─── Document

# Mavericks @ Bucks 11/29



## spongyfungy (Oct 22, 2003)

Redd won't be starting tonight.


----------



## bigdbucks (Jun 7, 2002)

spongyfungy said:


> Redd won't be starting tonight.


i see that? any word why he isn't starting? Will he play?

Mo Williams is in his place


----------



## spongyfungy (Oct 22, 2003)

bigdbucks said:


> i see that? any word why he isn't starting? Will he play?
> 
> Mo Williams is in his place


 I think it's a leg injury of some sort


----------



## spongyfungy (Oct 22, 2003)

Devin Harris homecoming, Van Horn getting booed. Nowitzki drafted by the bucks. lots of connections

23-19 Mavs


----------



## MileHighBucksFan (Nov 26, 2005)

Decent first half. I thought they might get buried right away. Finally Simmons is having a good game. What happenned to Redd?


----------



## spongyfungy (Oct 22, 2003)

Terry is just burning it up....


----------



## G-Force (Jan 4, 2005)

Redd aint playing, but we still have a close game: 91-87 Dallas in the fourth quarter. 

Wow, Dirk is a whopping 2-12 from the field.


----------



## G-Force (Jan 4, 2005)

98-95, dallas with just under 3 minutes to play...


----------



## bigdbucks (Jun 7, 2002)

Bogut is playin well....a double double


----------



## spongyfungy (Oct 22, 2003)

exciting game!. Bucks can re-take the lead with Magloire's FT's here


----------



## spongyfungy (Oct 22, 2003)

This win would be huge without Redd. 98 tied


----------



## spongyfungy (Oct 22, 2003)

Bobby!!! on a double team too.....


----------



## bigdbucks (Jun 7, 2002)

Bobby Scores!!! good game! he is alive!


----------



## G-Force (Jan 4, 2005)

Wheee! Bucks up 100-98 with 33.2 to go. Le's win this!


----------



## spongyfungy (Oct 22, 2003)

Jason Terry again! 100 all.. he is clutch you have to admit


----------



## G-Force (Jan 4, 2005)

That happened way too quickly. Oh well, let's score again...


----------



## spongyfungy (Oct 22, 2003)

Mo Williams misses the jumper. 6 secs left Mavs ball.


----------



## G-Force (Jan 4, 2005)

Now we gotta play solid D for six seconds and home for OT.


----------



## spongyfungy (Oct 22, 2003)

they'll probably shoot a buzzer beater...If there were seconds on the clock after they make it, Redd would be really nice to have.


----------



## spongyfungy (Oct 22, 2003)

Terry shot bounces out!!!!!! oooh close


----------



## G-Force (Jan 4, 2005)

──────

Prompt 1: Extract every line of the records below that contains the word "woman". Case counts.

─── Excerpted data

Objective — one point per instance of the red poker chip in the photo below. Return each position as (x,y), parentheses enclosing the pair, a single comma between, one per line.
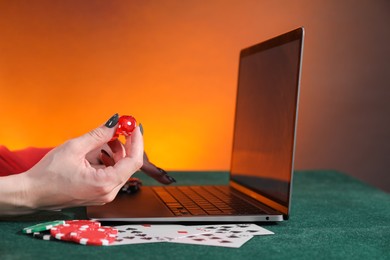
(62,232)
(80,223)
(101,236)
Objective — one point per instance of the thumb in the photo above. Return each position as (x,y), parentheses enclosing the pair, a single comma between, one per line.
(98,136)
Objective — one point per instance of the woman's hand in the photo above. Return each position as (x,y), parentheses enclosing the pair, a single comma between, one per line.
(65,177)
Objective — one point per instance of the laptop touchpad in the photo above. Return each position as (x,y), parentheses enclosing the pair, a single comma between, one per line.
(144,203)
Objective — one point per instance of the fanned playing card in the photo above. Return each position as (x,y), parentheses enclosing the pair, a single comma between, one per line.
(237,229)
(147,233)
(213,239)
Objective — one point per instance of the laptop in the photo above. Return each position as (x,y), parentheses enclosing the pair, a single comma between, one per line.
(262,160)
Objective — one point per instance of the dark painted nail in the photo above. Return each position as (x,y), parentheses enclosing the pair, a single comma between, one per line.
(112,121)
(141,129)
(104,151)
(170,178)
(161,170)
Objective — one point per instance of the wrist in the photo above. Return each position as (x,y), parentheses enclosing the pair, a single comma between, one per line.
(16,198)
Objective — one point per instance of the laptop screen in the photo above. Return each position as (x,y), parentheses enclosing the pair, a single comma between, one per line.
(266,113)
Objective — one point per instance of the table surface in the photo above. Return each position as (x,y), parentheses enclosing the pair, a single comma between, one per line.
(333,216)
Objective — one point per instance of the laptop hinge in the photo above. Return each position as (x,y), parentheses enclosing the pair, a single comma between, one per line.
(258,197)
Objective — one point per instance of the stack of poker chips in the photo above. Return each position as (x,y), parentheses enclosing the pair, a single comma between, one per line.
(85,232)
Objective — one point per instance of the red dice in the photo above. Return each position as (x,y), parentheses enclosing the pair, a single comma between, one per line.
(126,126)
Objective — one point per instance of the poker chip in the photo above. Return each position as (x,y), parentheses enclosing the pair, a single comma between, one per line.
(42,226)
(62,232)
(85,232)
(44,235)
(80,223)
(101,236)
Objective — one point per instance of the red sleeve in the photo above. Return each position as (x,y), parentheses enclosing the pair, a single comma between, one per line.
(13,162)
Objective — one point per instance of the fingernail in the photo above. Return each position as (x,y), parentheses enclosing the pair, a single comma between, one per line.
(112,121)
(161,170)
(170,178)
(104,152)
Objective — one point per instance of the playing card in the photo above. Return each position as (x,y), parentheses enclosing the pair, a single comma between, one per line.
(213,239)
(147,233)
(237,229)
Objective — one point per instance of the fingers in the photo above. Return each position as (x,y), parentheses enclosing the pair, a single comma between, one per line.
(155,172)
(133,160)
(118,151)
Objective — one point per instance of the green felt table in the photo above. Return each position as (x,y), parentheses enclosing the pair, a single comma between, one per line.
(333,216)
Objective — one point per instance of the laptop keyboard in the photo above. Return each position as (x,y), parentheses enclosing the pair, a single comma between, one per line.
(199,200)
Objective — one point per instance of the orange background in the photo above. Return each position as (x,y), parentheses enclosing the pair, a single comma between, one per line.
(67,66)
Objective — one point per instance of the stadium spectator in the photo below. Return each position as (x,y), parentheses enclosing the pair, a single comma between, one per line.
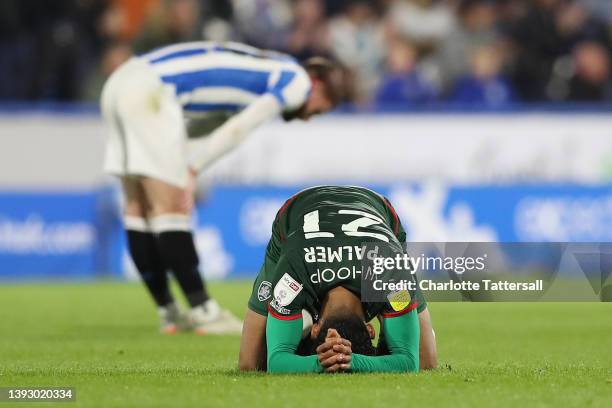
(591,79)
(309,35)
(484,85)
(176,21)
(356,39)
(421,21)
(112,58)
(404,84)
(475,28)
(56,50)
(263,23)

──────

Prompt 2: Please carry on the Mavericks at Bucks game thread above from where it stops.

Written reply 1:
Objective — one point per instance of the woman's hand in the photo above. Return each position as (x,y), parentheses enclosing the pair, a single comma between, one per line.

Written reply 2:
Terry missed a 15 footer, we have overtime!


----------



## spongyfungy (Oct 22, 2003)

nice tip by Bogut


----------



## spongyfungy (Oct 22, 2003)

Terry for three MISS. Bogut with another board....Bogut posting Dirk gets fouled by Marquis.


----------



## spongyfungy (Oct 22, 2003)

Mo Williams buzzer beater. MISS. 

Dirk three MISS. airball. Simmons drives get fouled. misses the FT. makes the second.

105-100


----------



## spongyfungy (Oct 22, 2003)

Devin drives and had a nice layup.


----------



## G-Force (Jan 4, 2005)

Bucks are leading this OT period, 5-2. Good job.

I see Dirk is now 3-19.


----------



## spongyfungy (Oct 22, 2003)

Simmons with the jumper! Dirk answers right back. 107-104.
Simmons rolled out of bounds before he called timeout... BS. he called TO. before! Bucks ball.

Devin fakes and drives. layup good. 107-106


----------



## spongyfungy (Oct 22, 2003)

Diop with a block on Magloire...yikes. That's some good D. jumpball.


----------



## spongyfungy (Oct 22, 2003)

Dallas wins the jumpball.

Dirk fadeaway. good 108-107. foul on Daniels. he's gone with 6


----------



## G-Force (Jan 4, 2005)

UP by 1 with 1:12 to go. Let's win this for Redd, and Bucks fans everywhere.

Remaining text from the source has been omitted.